• _WRITTEN TASK_
Treat the line containing "the car's soft" as the first line and the final line of the material below as the last; reproduce that range exactly.

:: INFORMATION SUPPLIED ::

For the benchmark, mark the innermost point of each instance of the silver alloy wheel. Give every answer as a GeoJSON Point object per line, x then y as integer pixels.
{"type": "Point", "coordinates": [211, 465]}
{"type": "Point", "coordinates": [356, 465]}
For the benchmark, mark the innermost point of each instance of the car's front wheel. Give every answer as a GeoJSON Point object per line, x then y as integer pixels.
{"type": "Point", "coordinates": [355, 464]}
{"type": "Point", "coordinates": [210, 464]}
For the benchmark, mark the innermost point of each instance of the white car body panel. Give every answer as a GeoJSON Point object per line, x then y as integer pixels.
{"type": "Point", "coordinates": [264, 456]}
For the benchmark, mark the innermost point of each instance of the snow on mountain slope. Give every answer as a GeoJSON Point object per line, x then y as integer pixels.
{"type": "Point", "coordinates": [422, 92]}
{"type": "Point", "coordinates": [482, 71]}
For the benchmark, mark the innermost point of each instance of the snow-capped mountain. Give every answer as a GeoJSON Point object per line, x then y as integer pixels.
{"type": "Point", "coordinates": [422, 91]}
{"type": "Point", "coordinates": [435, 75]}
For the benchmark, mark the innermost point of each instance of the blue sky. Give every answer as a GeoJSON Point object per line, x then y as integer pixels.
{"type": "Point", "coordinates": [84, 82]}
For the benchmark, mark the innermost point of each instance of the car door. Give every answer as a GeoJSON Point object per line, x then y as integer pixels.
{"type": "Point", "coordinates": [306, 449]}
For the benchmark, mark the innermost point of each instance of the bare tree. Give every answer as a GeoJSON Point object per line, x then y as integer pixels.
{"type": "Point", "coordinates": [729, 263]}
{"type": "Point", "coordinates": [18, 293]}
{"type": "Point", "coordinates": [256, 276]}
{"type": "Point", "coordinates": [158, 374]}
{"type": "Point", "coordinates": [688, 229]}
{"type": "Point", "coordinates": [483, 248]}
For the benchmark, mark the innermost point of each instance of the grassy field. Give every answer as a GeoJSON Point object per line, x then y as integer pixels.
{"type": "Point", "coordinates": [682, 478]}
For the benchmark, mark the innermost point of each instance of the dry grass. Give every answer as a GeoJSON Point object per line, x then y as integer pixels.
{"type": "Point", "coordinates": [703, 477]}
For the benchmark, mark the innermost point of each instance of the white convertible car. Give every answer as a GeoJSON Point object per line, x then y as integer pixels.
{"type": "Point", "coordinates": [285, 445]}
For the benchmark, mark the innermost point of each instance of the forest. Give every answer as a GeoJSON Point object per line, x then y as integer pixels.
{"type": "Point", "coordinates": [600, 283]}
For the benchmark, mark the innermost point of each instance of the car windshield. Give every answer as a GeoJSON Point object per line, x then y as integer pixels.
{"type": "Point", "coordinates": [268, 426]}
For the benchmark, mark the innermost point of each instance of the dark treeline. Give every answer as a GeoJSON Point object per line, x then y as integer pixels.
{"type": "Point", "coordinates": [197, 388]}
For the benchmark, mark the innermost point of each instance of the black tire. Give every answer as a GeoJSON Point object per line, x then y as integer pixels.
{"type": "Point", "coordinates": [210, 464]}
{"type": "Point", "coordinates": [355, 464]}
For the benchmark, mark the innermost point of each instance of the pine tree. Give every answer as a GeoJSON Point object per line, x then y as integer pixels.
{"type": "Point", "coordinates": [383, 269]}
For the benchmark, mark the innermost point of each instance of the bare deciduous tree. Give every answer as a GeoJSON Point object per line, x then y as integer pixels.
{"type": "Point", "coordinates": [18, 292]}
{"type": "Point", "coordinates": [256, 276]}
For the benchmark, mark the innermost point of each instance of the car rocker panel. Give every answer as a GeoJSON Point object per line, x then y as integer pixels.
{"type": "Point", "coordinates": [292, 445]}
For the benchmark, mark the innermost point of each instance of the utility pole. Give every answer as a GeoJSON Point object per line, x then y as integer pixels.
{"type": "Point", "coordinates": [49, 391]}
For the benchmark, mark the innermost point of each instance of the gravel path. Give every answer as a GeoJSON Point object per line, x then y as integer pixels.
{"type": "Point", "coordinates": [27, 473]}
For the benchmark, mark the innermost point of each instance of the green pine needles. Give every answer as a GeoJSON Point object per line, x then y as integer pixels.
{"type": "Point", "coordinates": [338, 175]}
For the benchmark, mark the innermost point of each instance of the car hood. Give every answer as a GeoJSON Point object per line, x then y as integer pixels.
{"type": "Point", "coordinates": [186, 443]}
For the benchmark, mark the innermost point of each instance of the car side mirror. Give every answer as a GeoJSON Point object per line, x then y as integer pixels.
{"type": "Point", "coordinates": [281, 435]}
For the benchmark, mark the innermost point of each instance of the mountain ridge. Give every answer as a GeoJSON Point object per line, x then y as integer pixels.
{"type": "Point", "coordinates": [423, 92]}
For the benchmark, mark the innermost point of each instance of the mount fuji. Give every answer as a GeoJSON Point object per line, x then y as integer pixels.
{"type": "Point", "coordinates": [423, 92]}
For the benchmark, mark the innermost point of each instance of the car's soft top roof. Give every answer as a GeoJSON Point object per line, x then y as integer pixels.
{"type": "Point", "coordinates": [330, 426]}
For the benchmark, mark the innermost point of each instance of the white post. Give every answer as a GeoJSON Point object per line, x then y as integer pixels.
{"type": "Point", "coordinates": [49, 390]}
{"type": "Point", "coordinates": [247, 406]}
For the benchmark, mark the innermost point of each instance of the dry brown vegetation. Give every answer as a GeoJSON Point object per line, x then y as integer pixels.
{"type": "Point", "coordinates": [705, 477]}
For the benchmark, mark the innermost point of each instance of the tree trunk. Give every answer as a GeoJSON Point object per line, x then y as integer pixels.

:::

• _TASK OUTPUT_
For the benchmark, mark the innermost point of each instance of the car's soft top roof. Give every answer as a GeoJSON Point object per line, x then y as integer pixels.
{"type": "Point", "coordinates": [330, 426]}
For the benchmark, mark the innermost point of each instance of the white post. Give every answer as a GeoJSON Point object per line, x then y as integer pixels.
{"type": "Point", "coordinates": [49, 390]}
{"type": "Point", "coordinates": [247, 406]}
For the benchmark, mark the innermost point of each instance of the dry brown vegetation. Give every answer as a GeoJSON Point object per line, x then y as integer pixels.
{"type": "Point", "coordinates": [705, 477]}
For the benchmark, mark the innermost point of each instance of the tree trunk. Give every answer as a GeoJSON Point object per line, x then y as integer pixels.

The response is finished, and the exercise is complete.